Job: Count the lines below that contain the word "window", and reply with only that number.

_ _ _ _

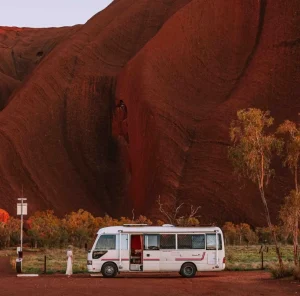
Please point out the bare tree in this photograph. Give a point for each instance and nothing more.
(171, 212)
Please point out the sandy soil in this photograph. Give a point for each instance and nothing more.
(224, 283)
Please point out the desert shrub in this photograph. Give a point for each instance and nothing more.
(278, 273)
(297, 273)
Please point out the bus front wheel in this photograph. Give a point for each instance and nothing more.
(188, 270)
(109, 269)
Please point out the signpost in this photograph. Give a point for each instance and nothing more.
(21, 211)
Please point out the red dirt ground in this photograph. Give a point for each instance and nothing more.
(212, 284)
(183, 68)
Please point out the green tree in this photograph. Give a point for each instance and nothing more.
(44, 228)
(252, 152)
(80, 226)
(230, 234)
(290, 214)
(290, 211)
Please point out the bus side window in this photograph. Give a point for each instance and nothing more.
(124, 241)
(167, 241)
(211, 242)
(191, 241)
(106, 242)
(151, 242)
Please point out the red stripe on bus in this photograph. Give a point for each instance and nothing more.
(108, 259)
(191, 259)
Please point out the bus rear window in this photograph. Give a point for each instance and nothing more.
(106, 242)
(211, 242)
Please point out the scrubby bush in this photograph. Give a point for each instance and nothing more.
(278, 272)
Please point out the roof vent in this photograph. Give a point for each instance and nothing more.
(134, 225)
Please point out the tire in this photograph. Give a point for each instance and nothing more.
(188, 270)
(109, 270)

_ _ _ _

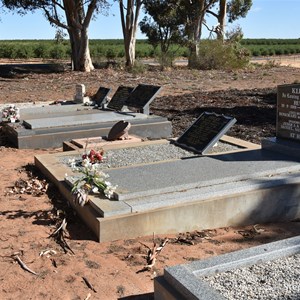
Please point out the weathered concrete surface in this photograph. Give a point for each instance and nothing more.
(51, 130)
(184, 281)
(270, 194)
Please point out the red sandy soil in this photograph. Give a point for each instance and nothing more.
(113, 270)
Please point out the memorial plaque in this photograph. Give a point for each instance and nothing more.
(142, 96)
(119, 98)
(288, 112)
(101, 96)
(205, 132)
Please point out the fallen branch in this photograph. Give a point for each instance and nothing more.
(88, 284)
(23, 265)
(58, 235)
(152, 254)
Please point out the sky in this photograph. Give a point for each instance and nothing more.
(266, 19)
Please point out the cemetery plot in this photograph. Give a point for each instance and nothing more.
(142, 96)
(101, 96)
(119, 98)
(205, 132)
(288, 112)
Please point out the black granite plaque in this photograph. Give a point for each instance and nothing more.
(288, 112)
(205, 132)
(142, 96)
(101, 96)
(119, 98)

_ _ _ _

Answer in full: 2